**THE PROBLEM:** Reproduce all of the data exactly.

**Dataset items:**
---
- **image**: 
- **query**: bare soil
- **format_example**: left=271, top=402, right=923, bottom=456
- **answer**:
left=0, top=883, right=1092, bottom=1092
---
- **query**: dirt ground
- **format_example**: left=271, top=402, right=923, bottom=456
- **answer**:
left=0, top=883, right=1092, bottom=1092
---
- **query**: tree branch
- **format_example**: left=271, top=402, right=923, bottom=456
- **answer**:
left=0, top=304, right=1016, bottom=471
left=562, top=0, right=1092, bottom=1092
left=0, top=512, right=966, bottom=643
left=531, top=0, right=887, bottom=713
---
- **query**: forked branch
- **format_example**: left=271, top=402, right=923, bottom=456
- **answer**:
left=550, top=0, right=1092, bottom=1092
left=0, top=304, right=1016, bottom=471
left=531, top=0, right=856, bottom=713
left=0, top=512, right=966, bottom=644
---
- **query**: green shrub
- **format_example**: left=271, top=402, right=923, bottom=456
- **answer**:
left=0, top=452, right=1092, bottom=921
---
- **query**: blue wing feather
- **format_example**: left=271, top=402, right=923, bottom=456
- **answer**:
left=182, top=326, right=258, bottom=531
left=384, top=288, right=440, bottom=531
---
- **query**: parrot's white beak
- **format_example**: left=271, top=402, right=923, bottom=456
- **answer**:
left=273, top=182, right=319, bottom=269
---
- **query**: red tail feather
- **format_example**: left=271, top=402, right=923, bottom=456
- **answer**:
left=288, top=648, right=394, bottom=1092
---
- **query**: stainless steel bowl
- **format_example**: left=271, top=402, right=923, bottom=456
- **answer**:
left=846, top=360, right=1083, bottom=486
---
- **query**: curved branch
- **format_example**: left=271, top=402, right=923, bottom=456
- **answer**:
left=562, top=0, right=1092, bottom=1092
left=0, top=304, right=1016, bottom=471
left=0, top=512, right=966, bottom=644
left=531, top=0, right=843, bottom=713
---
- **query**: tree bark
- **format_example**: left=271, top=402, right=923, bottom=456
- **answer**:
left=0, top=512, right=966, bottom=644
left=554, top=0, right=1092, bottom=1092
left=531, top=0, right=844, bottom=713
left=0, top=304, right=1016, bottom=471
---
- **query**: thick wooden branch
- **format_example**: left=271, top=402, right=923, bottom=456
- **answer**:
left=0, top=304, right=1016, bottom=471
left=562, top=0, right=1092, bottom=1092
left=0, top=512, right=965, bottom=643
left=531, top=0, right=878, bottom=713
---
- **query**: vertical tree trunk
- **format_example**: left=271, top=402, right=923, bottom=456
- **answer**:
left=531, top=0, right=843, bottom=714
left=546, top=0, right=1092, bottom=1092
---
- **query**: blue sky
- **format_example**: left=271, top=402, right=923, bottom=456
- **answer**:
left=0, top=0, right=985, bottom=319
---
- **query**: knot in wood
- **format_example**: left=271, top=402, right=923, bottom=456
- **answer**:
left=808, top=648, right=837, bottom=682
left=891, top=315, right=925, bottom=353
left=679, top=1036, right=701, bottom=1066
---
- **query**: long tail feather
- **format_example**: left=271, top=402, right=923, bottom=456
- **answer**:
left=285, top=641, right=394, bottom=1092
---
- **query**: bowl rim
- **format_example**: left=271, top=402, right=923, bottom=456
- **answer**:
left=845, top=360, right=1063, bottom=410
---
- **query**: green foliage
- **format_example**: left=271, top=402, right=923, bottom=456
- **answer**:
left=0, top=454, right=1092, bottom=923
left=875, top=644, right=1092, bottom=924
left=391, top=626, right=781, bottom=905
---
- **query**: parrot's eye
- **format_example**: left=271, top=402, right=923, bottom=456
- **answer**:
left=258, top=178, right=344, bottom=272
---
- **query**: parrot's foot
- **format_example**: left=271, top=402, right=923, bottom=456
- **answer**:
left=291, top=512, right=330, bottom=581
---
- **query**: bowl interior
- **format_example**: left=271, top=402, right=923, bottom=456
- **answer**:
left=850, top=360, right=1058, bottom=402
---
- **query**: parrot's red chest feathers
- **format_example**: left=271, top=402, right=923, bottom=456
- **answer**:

**THE RESPONSE:**
---
- **image**: 
- **query**: bare soil
- **format_example**: left=271, top=402, right=923, bottom=456
- **answer**:
left=0, top=883, right=1092, bottom=1092
---
- **query**: dirt ground
- **format_example**: left=271, top=402, right=923, bottom=456
- **answer**:
left=0, top=883, right=1092, bottom=1092
---
- **query**: tree branch
- **format_example**: left=271, top=402, right=923, bottom=456
- **answer**:
left=0, top=304, right=1016, bottom=471
left=562, top=0, right=1092, bottom=1092
left=0, top=512, right=966, bottom=643
left=531, top=0, right=887, bottom=713
---
- **query**: forked branch
- **format_example**: left=271, top=402, right=923, bottom=456
- **answer**:
left=550, top=0, right=1092, bottom=1092
left=0, top=304, right=1016, bottom=471
left=531, top=0, right=856, bottom=713
left=0, top=512, right=966, bottom=644
---
- **query**: green shrub
- **format_example**: left=271, top=402, right=923, bottom=456
- **answer**:
left=0, top=452, right=1092, bottom=921
---
- **query**: blue wing feather
- **format_example**: left=271, top=402, right=923, bottom=456
- **answer**:
left=182, top=326, right=258, bottom=531
left=384, top=288, right=440, bottom=531
---
- **query**: parrot's white beak
- **format_example**: left=271, top=402, right=923, bottom=456
- **answer**:
left=273, top=182, right=319, bottom=269
---
- **query**: red tail feather
- **format_example**: left=271, top=402, right=923, bottom=456
- **answer**:
left=288, top=648, right=394, bottom=1092
---
- **query**: stainless steel bowl
- **format_example**: left=271, top=402, right=923, bottom=456
- **answer**:
left=846, top=360, right=1083, bottom=486
---
- **query**: curved branch
- **format_example**: left=271, top=402, right=923, bottom=456
- **answer**:
left=562, top=0, right=1092, bottom=1092
left=0, top=304, right=1016, bottom=471
left=0, top=512, right=966, bottom=644
left=531, top=0, right=843, bottom=713
---
- **query**: tree bark
- **format_example**: left=271, top=402, right=923, bottom=456
- **answer**:
left=0, top=512, right=966, bottom=644
left=554, top=0, right=1092, bottom=1092
left=531, top=0, right=844, bottom=713
left=0, top=304, right=1016, bottom=471
---
- **query**: thick wooden branch
- **format_example**: left=271, top=402, right=923, bottom=456
- **answer**:
left=0, top=304, right=1016, bottom=471
left=562, top=0, right=1092, bottom=1092
left=0, top=512, right=965, bottom=643
left=531, top=0, right=878, bottom=713
---
- **query**: vertical tree trunk
- **format_example**: left=271, top=402, right=923, bottom=456
- **answer**:
left=531, top=0, right=843, bottom=714
left=546, top=0, right=1092, bottom=1092
---
- **query**: blue sky
- **format_example**: left=271, top=402, right=923, bottom=456
- **answer**:
left=0, top=0, right=985, bottom=319
---
- **query**: knot in wood
- **format_example**: left=271, top=402, right=923, bottom=456
- **answer**:
left=808, top=648, right=837, bottom=682
left=891, top=315, right=925, bottom=353
left=679, top=1036, right=701, bottom=1066
---
- **query**: long tail feather
- **format_example**: left=271, top=402, right=923, bottom=456
- **answer**:
left=285, top=641, right=394, bottom=1092
---
- **query**: bowl rim
- **format_example**: left=271, top=402, right=923, bottom=456
- **answer**:
left=845, top=360, right=1063, bottom=410
---
- **query**: green foliage
- **format_example**: left=271, top=402, right=923, bottom=456
- **answer**:
left=0, top=454, right=1092, bottom=923
left=875, top=644, right=1092, bottom=924
left=391, top=626, right=781, bottom=905
---
- **query**: parrot's eye
- **format_example**: left=271, top=402, right=923, bottom=456
- **answer**:
left=258, top=178, right=344, bottom=272
---
- **query**: parrot's foot
- **format_example**: left=271, top=402, right=923, bottom=456
- **answer**:
left=291, top=512, right=330, bottom=581
---
- **query**: bowl interior
- **format_example**: left=271, top=402, right=923, bottom=456
- **answer**:
left=850, top=360, right=1058, bottom=402
---
- **query**: parrot's red chest feathers
- **format_example**: left=271, top=402, right=923, bottom=456
- **answer**:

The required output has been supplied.